(RECORDS FOR THE EXERCISE):
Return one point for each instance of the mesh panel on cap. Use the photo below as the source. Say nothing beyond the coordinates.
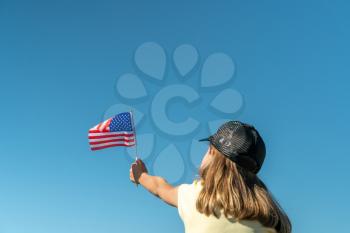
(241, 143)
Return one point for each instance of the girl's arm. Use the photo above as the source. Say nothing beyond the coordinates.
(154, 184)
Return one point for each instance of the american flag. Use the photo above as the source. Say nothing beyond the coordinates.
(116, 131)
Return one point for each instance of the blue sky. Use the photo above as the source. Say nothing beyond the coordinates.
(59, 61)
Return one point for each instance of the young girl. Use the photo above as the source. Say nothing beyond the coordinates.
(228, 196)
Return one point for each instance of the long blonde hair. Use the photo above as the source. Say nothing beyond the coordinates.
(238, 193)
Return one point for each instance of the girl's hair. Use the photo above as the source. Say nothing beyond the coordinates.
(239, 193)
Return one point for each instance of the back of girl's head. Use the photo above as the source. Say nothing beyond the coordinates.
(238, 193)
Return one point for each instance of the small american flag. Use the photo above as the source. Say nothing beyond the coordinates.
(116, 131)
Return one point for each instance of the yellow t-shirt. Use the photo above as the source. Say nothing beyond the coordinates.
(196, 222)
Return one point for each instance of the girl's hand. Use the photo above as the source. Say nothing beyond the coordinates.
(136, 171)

==

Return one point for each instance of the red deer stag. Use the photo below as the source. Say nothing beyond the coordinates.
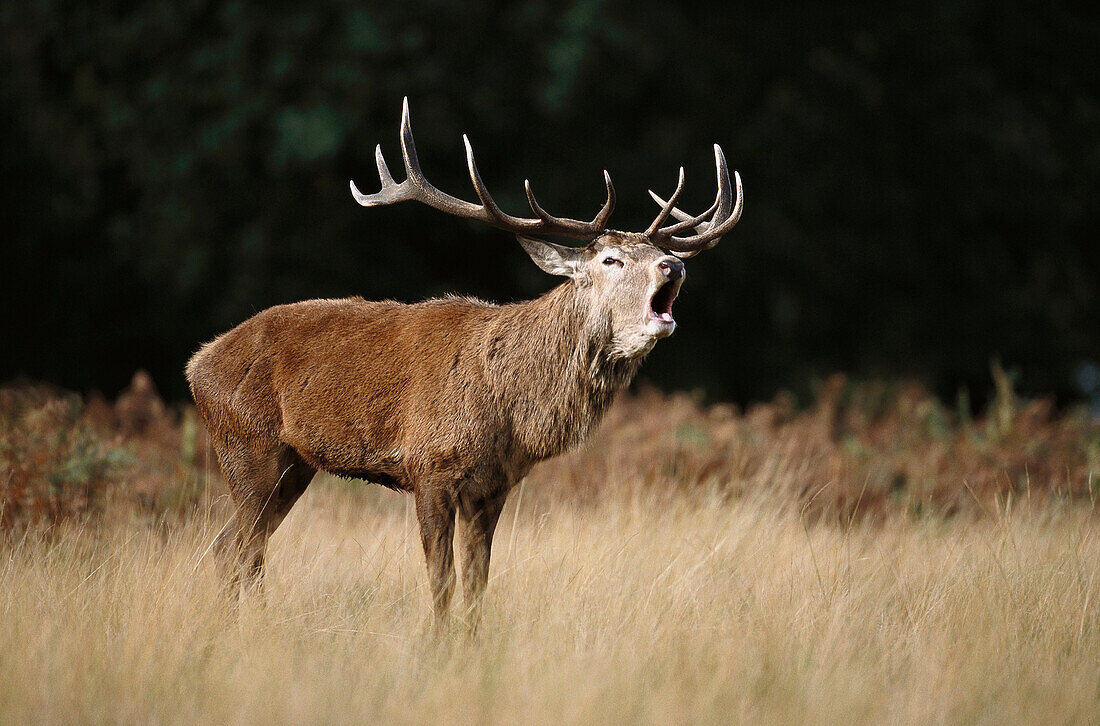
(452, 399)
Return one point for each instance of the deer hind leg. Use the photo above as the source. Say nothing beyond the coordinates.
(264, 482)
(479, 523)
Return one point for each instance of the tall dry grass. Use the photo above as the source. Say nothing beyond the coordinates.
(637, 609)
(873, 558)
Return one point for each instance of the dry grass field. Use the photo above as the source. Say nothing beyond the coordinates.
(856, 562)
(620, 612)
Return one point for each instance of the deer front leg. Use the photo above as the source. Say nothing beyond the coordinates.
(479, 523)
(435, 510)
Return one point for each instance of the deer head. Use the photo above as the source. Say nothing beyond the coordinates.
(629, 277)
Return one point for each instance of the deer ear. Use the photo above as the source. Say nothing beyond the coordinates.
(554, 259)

(AIM): Please list every line of the material above that contains the word "flag", treating uppercase and lowercase as different.

(OUTPUT OF THE EXERCISE):
Return one point for each instance of the american flag. Use the photo above as the source. Say nothing beyond the coordinates.
Return one point for each instance of the small american flag. Use the photo above as the source. Say nothing beyond the coordinates.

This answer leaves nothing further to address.